## start STORED RECORDS

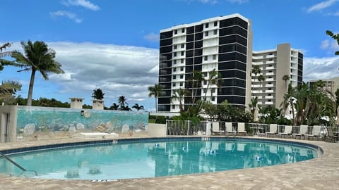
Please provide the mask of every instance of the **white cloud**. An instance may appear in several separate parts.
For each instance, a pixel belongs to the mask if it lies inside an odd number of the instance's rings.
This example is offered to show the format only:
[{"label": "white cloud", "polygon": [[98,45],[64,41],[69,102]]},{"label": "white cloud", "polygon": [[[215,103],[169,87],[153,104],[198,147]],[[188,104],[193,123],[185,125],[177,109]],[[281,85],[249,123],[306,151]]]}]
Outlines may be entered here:
[{"label": "white cloud", "polygon": [[143,37],[144,39],[150,42],[159,42],[159,34],[155,33],[150,33]]},{"label": "white cloud", "polygon": [[249,0],[226,0],[226,1],[227,1],[230,3],[239,4],[247,3],[249,1]]},{"label": "white cloud", "polygon": [[87,0],[67,0],[62,1],[61,4],[66,6],[79,6],[92,11],[98,11],[100,8]]},{"label": "white cloud", "polygon": [[128,102],[145,101],[148,87],[157,83],[157,49],[90,42],[47,43],[56,51],[56,60],[65,71],[51,75],[50,81],[69,97],[88,97],[94,89],[100,88],[109,107],[121,95]]},{"label": "white cloud", "polygon": [[339,58],[304,58],[303,80],[330,79],[339,76]]},{"label": "white cloud", "polygon": [[333,4],[334,4],[336,1],[338,0],[327,0],[325,1],[320,2],[319,4],[316,4],[310,8],[307,8],[307,12],[311,13],[312,11],[321,11],[326,8],[328,8]]},{"label": "white cloud", "polygon": [[67,17],[69,19],[73,20],[76,23],[81,23],[81,22],[83,22],[83,20],[81,18],[78,18],[76,14],[73,13],[71,12],[69,12],[69,11],[58,11],[56,12],[51,12],[49,13],[49,14],[52,17],[57,17],[57,16]]}]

## end STORED RECORDS

PROBLEM DESCRIPTION
Recast the material above as a Markdown table with the columns Row and Line, giving each nonblank line its own numbered row. Leave out the pictures.

OUTPUT FOR THIS TASK
| Row | Line |
|---|---|
| 1 | Please provide the mask of every instance of the **white cloud**. An instance may appear in several separate parts. |
| 2 | For each instance, a pixel belongs to the mask if it lies inside an odd number of the instance's rings. |
| 3 | This example is offered to show the format only: |
| 4 | [{"label": "white cloud", "polygon": [[98,45],[64,41],[69,102]]},{"label": "white cloud", "polygon": [[[215,103],[169,87],[153,104],[198,147]],[[188,104],[193,123],[185,125],[177,109]],[[281,85],[249,123],[306,151]]]}] |
| 5 | Outlines may be entered here: |
| 6 | [{"label": "white cloud", "polygon": [[143,37],[144,39],[150,42],[159,42],[159,34],[155,33],[150,33]]},{"label": "white cloud", "polygon": [[249,0],[226,0],[226,1],[227,1],[230,3],[239,4],[247,3],[249,1]]},{"label": "white cloud", "polygon": [[87,0],[67,0],[62,1],[61,4],[66,6],[79,6],[92,11],[98,11],[100,8]]},{"label": "white cloud", "polygon": [[128,102],[145,101],[148,87],[157,83],[157,49],[90,42],[47,43],[56,51],[56,60],[65,71],[51,75],[50,81],[69,97],[88,97],[94,89],[100,88],[109,107],[121,95]]},{"label": "white cloud", "polygon": [[339,58],[304,58],[303,80],[330,79],[339,76]]},{"label": "white cloud", "polygon": [[333,4],[334,4],[336,1],[338,0],[327,0],[325,1],[320,2],[319,4],[316,4],[310,8],[307,8],[307,12],[311,13],[312,11],[321,11],[326,8],[328,8]]},{"label": "white cloud", "polygon": [[67,17],[69,19],[73,20],[76,23],[81,23],[81,22],[83,22],[83,20],[81,18],[78,18],[76,14],[73,13],[71,12],[69,12],[69,11],[58,11],[56,12],[51,12],[49,13],[49,14],[52,17],[57,17],[57,16]]}] |